Entries from a data source
____

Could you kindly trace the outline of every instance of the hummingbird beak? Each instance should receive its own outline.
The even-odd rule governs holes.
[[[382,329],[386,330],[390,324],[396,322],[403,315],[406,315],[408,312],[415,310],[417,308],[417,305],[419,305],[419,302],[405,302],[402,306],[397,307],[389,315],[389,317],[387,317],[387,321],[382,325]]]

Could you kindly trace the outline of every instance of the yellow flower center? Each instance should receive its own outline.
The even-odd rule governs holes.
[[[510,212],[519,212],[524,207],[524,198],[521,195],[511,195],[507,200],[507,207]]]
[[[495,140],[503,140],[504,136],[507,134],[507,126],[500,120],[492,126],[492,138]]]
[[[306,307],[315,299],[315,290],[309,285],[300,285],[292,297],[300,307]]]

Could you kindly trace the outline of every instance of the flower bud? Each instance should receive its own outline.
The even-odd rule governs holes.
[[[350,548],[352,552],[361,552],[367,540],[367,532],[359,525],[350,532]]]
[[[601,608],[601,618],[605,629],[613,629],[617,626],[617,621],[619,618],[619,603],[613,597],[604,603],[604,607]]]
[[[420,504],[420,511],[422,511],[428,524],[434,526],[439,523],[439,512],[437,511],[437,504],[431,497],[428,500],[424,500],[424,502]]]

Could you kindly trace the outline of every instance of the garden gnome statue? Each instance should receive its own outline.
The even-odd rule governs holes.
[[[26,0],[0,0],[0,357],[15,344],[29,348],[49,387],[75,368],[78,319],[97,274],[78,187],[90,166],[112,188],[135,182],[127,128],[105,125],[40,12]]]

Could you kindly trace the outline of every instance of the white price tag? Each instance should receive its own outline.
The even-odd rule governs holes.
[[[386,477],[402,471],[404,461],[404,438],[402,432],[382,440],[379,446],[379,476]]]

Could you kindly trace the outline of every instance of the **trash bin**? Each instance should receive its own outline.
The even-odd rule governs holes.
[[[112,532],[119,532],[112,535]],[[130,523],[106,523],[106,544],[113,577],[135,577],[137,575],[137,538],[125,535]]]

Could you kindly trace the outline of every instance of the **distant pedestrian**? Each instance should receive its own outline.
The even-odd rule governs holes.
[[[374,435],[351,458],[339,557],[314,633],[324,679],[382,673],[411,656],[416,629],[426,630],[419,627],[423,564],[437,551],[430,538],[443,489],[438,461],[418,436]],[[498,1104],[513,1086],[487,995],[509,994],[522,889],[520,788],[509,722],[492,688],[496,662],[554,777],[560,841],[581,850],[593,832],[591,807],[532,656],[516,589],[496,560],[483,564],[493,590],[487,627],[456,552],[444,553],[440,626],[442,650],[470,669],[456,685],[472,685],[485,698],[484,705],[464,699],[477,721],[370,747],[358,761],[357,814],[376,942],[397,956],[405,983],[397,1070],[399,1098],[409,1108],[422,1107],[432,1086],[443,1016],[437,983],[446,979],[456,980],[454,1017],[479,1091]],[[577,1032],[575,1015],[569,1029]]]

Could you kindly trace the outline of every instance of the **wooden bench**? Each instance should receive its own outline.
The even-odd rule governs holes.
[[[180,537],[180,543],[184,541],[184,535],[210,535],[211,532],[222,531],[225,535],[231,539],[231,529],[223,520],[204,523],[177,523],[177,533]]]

____

### What the task asks
Rewrite all of the entries above, replacing "even-odd rule" with "nonzero winding rule" wherever it occurs and leaving everything else unchanged.

### The solution
Could you kindly trace the outline of every instance of the hummingbird beak? Each instance should receive its own outline.
The nonzero winding rule governs holes.
[[[382,329],[386,330],[390,324],[396,322],[403,315],[406,315],[408,312],[415,310],[417,308],[417,305],[419,305],[419,302],[405,302],[402,306],[397,307],[389,315],[389,317],[387,317],[387,321],[382,325]]]

Could you kindly trace the outline of every instance of the yellow flower center? Each instance should receive its own outline.
The nonzero winding rule governs holes.
[[[510,212],[519,212],[524,207],[524,198],[521,195],[511,195],[507,200],[507,207]]]
[[[495,140],[503,140],[504,136],[507,134],[507,126],[500,120],[492,126],[492,138]]]
[[[306,307],[315,299],[315,290],[309,285],[300,285],[292,297],[300,307]]]

Could you kindly trace the outline of every instance of the flower bud? Each instance should receive its own outline.
The nonzero winding rule governs holes.
[[[350,548],[352,552],[361,552],[367,540],[367,532],[359,525],[350,532]]]
[[[601,608],[601,618],[605,629],[613,629],[617,626],[617,621],[619,618],[619,603],[613,597],[604,603],[604,607]]]
[[[420,504],[420,511],[422,511],[428,524],[434,526],[439,523],[439,512],[437,511],[437,504],[431,497],[428,500],[424,500],[424,502]]]

Could you kindly trace the outline of every instance of the garden gnome statue? Each instance should receive its own outline.
The nonzero winding rule governs holes.
[[[26,0],[0,0],[0,357],[15,344],[29,348],[49,387],[75,368],[78,319],[97,274],[78,187],[90,166],[112,188],[135,182],[127,128],[105,125],[40,12]]]

Could you kindly trace the outline of every instance of the white price tag? Each instance should receive its own outline.
The nonzero winding rule governs holes.
[[[386,477],[402,471],[404,461],[404,438],[402,432],[382,440],[379,446],[379,476]]]

Could you kindly trace the outline of every instance of the **trash bin**? Each instance should receive its own outline.
The nonzero winding rule governs holes.
[[[112,532],[119,532],[112,535]],[[130,523],[106,523],[106,544],[113,577],[135,577],[137,575],[137,538],[125,535]]]

Could you kindly trace the outline of every instance of the **distant pedestrian**? Each instance should receive its own outline.
The nonzero winding rule governs holes.
[[[374,435],[351,458],[339,557],[314,633],[324,679],[382,673],[411,656],[416,629],[426,630],[419,627],[423,564],[437,551],[430,538],[443,489],[438,461],[418,436]],[[498,1104],[513,1086],[487,995],[509,994],[522,889],[520,788],[509,722],[492,688],[496,662],[554,777],[560,841],[581,850],[593,832],[591,807],[532,656],[516,589],[496,560],[483,564],[493,590],[487,627],[456,552],[444,553],[440,626],[442,650],[470,669],[456,685],[472,685],[485,698],[484,705],[464,699],[477,721],[370,747],[358,761],[357,814],[376,942],[397,956],[405,983],[397,1070],[399,1098],[409,1108],[422,1107],[432,1086],[443,1016],[437,983],[446,979],[456,980],[454,1017],[479,1091]],[[577,1032],[575,1015],[569,1029]]]

Could you kindly trace the outline of every instance of the **wooden bench**? Each instance should receive its own outline.
The nonzero winding rule governs holes.
[[[180,537],[180,543],[184,541],[184,535],[210,535],[211,532],[222,531],[225,535],[231,539],[231,529],[223,520],[204,523],[177,523],[177,533]]]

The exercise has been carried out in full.